THE PROBLEM:
Only an exact repetition of all the entries will be accepted.

•••

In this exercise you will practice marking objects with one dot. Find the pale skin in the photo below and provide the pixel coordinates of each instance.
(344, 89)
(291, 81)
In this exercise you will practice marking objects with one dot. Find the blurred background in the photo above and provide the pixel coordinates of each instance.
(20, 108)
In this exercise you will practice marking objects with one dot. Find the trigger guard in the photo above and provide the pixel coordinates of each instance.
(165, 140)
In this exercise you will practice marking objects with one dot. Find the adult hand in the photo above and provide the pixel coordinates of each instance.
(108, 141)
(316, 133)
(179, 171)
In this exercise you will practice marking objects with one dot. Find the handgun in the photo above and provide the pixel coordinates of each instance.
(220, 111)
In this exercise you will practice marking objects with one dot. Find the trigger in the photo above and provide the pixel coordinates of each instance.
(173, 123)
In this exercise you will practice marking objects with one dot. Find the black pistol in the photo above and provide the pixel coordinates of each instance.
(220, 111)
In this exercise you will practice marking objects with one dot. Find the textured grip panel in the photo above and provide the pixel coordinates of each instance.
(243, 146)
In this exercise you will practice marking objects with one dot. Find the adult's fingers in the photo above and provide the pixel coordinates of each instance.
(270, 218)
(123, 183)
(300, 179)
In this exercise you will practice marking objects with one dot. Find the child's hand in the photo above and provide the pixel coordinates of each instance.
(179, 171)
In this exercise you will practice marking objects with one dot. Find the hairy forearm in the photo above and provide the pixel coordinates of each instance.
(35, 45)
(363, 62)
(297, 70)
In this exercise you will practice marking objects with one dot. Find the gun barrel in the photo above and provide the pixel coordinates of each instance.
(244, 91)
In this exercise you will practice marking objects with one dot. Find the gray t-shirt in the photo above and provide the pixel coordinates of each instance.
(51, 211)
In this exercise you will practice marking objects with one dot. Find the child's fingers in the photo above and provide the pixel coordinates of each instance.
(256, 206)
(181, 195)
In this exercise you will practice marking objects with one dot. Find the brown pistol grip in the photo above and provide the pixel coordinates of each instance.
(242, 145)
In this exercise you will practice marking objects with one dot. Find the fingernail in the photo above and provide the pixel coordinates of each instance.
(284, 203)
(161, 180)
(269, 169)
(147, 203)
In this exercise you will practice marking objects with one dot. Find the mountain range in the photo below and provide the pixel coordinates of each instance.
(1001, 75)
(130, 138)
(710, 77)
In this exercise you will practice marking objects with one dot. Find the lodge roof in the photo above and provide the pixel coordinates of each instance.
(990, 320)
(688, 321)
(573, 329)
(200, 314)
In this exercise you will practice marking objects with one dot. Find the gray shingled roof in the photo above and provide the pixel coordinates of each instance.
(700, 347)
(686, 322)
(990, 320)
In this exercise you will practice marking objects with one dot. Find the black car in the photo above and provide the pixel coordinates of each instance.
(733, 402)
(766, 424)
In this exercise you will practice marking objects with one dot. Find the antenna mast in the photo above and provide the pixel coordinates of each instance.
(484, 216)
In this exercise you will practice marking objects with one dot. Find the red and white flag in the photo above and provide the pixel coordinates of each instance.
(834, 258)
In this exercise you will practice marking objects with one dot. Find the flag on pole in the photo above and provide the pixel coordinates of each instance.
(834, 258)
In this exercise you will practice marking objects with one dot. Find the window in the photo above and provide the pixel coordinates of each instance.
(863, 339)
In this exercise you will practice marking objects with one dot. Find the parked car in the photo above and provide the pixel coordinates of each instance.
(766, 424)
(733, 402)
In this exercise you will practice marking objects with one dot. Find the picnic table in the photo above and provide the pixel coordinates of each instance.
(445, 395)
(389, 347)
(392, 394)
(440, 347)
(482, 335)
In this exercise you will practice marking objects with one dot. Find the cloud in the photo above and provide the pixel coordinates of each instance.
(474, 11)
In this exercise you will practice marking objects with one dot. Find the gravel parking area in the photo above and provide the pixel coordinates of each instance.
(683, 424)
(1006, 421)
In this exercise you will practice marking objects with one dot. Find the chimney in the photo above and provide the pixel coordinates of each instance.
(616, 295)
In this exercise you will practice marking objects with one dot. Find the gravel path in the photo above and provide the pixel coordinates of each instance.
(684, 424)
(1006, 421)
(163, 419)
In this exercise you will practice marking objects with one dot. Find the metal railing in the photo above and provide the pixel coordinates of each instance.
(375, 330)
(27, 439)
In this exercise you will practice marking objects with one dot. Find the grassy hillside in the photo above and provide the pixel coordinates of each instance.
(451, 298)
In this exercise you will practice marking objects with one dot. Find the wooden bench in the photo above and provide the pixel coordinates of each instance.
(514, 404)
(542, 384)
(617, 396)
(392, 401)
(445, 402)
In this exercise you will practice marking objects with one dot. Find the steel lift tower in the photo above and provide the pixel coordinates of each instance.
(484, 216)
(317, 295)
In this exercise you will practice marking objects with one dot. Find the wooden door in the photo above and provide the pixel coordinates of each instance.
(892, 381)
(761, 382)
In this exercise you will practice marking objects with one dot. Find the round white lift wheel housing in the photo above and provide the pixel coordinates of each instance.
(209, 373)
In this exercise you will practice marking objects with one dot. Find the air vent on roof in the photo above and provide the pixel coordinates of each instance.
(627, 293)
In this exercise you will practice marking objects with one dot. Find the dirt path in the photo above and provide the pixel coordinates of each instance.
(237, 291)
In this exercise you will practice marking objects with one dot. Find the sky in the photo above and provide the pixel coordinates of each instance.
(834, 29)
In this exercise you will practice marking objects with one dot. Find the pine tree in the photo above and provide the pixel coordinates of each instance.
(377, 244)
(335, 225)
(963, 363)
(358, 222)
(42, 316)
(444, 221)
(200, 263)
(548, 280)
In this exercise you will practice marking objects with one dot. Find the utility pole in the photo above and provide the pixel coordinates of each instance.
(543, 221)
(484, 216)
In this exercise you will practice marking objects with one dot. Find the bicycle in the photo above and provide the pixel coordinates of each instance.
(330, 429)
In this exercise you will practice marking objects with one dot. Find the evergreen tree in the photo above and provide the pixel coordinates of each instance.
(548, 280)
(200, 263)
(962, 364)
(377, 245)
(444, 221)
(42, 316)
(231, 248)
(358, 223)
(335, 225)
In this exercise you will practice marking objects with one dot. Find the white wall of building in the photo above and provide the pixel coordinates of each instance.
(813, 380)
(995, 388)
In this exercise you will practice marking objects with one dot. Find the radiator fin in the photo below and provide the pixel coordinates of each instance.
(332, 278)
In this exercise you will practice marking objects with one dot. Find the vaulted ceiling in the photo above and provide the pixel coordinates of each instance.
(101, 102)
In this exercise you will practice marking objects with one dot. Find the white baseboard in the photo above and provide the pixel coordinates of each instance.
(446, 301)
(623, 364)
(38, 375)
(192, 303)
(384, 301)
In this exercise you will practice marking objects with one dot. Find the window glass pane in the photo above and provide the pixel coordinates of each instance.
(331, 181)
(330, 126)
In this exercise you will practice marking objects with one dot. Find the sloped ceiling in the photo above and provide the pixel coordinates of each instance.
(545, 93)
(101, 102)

•••

WRITTEN SOLUTION:
In this exercise you will practice marking objects with one dot. Find the pale skin in the photo below and provide the pixel coordinates of each instance.
(344, 89)
(291, 81)
In this exercise you will practice marking objects with one dot. Find the blurred background in the photo above and provide the pixel coordinates of each instance.
(20, 108)
In this exercise you will practice marking objects with one dot. Find the trigger guard in the photo above and provide the pixel coordinates of each instance.
(165, 140)
In this exercise you will practice marking objects with one dot. Find the adult hand in the photo above and provide the pixel coordinates of each instance.
(108, 141)
(316, 133)
(179, 171)
In this exercise you will practice marking objects with one dot. Find the handgun in the photo above and provide the pixel coordinates of each instance.
(220, 111)
In this exercise you will practice marking objects with one dot. Find the trigger in the photo above and provide the pixel coordinates of each instance.
(173, 123)
In this exercise you will practice marking objects with one dot. Find the black pistol in the photo above and provide the pixel coordinates of each instance.
(220, 111)
In this exercise you will practice marking objects with one dot. Find the textured grip panel in the photo above and provide the pixel coordinates of each instance.
(243, 146)
In this exercise you will practice marking objects with one dot. Find the adult's fingers in the photo above and provide the pixel coordinates of each instance.
(270, 218)
(123, 183)
(300, 179)
In this exercise you will practice marking objects with one dot. Find the child's hand in the photo above and provide the pixel coordinates of each instance.
(179, 171)
In this exercise you will practice marking objects with one dot. Find the hairy forearm in the photo above and provide the pixel coordinates of each instance.
(35, 45)
(363, 62)
(297, 70)
In this exercise you will practice marking objects with one dot. Find the gun barrel in the photo above and provide the pixel coordinates of each instance.
(244, 91)
In this exercise you will practice marking objects with one dot. Find the gray t-shirt in the photo above and provide the pixel coordinates of each instance.
(51, 211)
In this exercise you will practice marking objects with one dot. Find the child's fingers in the photo above and provide the pixel coordinates of each instance.
(256, 206)
(181, 195)
In this exercise you will practice marking objects with one dot. Find the brown pistol grip in the photo above and provide the pixel coordinates of each instance.
(242, 145)
In this exercise you will practice marking objects with one dot. Find the fingernail in the photo above and provide the pixel coordinates of each instance.
(284, 203)
(161, 180)
(269, 169)
(147, 203)
In this exercise you will practice marking objects with one dot. Find the mountain range in the photo below and provide the pixel coordinates of each instance.
(1001, 75)
(130, 138)
(710, 77)
In this exercise you will practice marking objects with one dot. Find the lodge roof in the photo above and provide the pixel coordinates of each instance.
(990, 320)
(688, 321)
(573, 329)
(200, 314)
In this exercise you will practice marking objects with one dot. Find the gray shingled roof in the photo above and provide the pixel coordinates of each instance.
(700, 347)
(686, 322)
(990, 320)
In this exercise you will practice marking objects with one dot. Find the black car in the photo above and provide the pixel coordinates of each instance.
(733, 402)
(766, 424)
In this exercise you will practice marking objects with one dot. Find the antenna mast in the photo above and provide the pixel coordinates of each instance.
(484, 216)
In this exercise you will practice marking objects with one dot. Find the red and white flag in the photo above and provide the pixel coordinates of each instance.
(834, 258)
In this exercise you will practice marking objects with one dot. Find the flag on pole in the photo above and provide the pixel coordinates of each instance.
(834, 258)
In this exercise you will practice marking objects with one dot. Find the window in the photo above and provide the pixel coordinates of each instance.
(863, 339)
In this exercise you will practice marking objects with one dot. Find the parked car in the photo above and provide the pixel coordinates of each instance.
(766, 424)
(733, 402)
In this exercise you will practice marking objects with one dot. Find the picnic table in the photo above and provide the pixel coordinates of each instance.
(445, 395)
(389, 347)
(392, 394)
(440, 347)
(482, 335)
In this exercise you will practice marking objects with one dot. Find the cloud in the photo above and provide the pixel coordinates of each instance.
(474, 11)
In this exercise you will practice marking objects with one dot. Find the gravel parking area in the photo above and provide the pixel coordinates of each instance.
(683, 424)
(1006, 421)
In this exercise you will practice marking objects with one dot. Find the chimney in the photo above and provide the pixel coordinates of each instance.
(616, 295)
In this exercise you will practice marking objects with one dot. Find the gravel path in the photo above and provide the pixel coordinates of each instance.
(684, 424)
(1006, 421)
(163, 419)
In this exercise you will practice marking objects with one dot. Find the metal railing in the photo above and provide the pixel coordinates of each instance.
(375, 330)
(27, 439)
In this exercise you will practice marking objects with one dot. Find the grassy hillside in the photo above and provide the pixel coordinates of each instance.
(451, 298)
In this exercise you will practice marking objects with one dot. Find the wooden bench in the photo above and provide the pixel coordinates of each instance.
(514, 404)
(542, 384)
(617, 396)
(392, 401)
(445, 402)
In this exercise you will practice marking objects with one dot. Find the steel lift tower in the photo above and provide the pixel coordinates of each instance.
(484, 216)
(317, 295)
In this exercise you will practice marking objects with one dot. Find the wooden door in the photo above and provide the pixel coordinates of each instance.
(892, 381)
(761, 382)
In this exercise you will practice marking objects with one dot. Find the round white lift wheel housing in the photo above and provide the pixel coordinates of each instance.
(209, 373)
In this exercise you will practice marking objects with one dot. Find the air vent on roof in the photo above and provide the pixel coordinates of each instance.
(627, 293)
In this exercise you will practice marking objects with one dot. Find the dirt path in the photo above and provide the pixel coordinates of each instance.
(237, 291)
In this exercise you will practice marking objects with one dot. Find the sky in the photo above and provide the pixel coordinates of each instance.
(834, 29)
In this exercise you will practice marking objects with one dot. Find the pine tree in the photo above and provide the pixel coordinates of each instance.
(377, 244)
(335, 225)
(963, 363)
(358, 222)
(42, 316)
(444, 221)
(200, 263)
(548, 280)
In this exercise you will practice marking objects with one dot. Find the utility pole in the photo above and provide the pixel coordinates of each instance.
(543, 221)
(484, 216)
In this exercise you will practice marking objects with one dot. Find the bicycle in the photo above and provide the pixel coordinates of each instance.
(330, 429)
In this exercise you will practice marking objects with one dot. Find the evergreen tree in the photo above and provide the pixel coordinates of each instance.
(548, 280)
(200, 263)
(962, 364)
(377, 245)
(444, 221)
(42, 316)
(231, 248)
(358, 223)
(335, 225)
In this exercise you will practice marking objects with one dot. Find the white wall of building in the photo above and provide the pixel coordinates of each instance.
(813, 380)
(995, 388)
In this exercise you will practice marking objects with one dot. Find the radiator fin in the photo below and provide the pixel coordinates of each instance.
(332, 278)
In this exercise you will practice marking objects with one dot. Find the vaulted ceiling in the photo above and provide the pixel coordinates of each instance.
(101, 102)
In this exercise you will practice marking objects with one dot. Find the white baseboard in the photo above and provide the pixel coordinates of each instance.
(446, 301)
(623, 364)
(38, 375)
(192, 303)
(384, 301)
In this exercise you will practice marking objects with one dot. Find the window glass pane in the photo above and provide the pixel coordinates of each instance.
(331, 181)
(330, 126)
In this exercise you will practice marking objects with one dot. Find the sloped ceiling in the photo above and provide the pixel coordinates of each instance.
(545, 93)
(101, 102)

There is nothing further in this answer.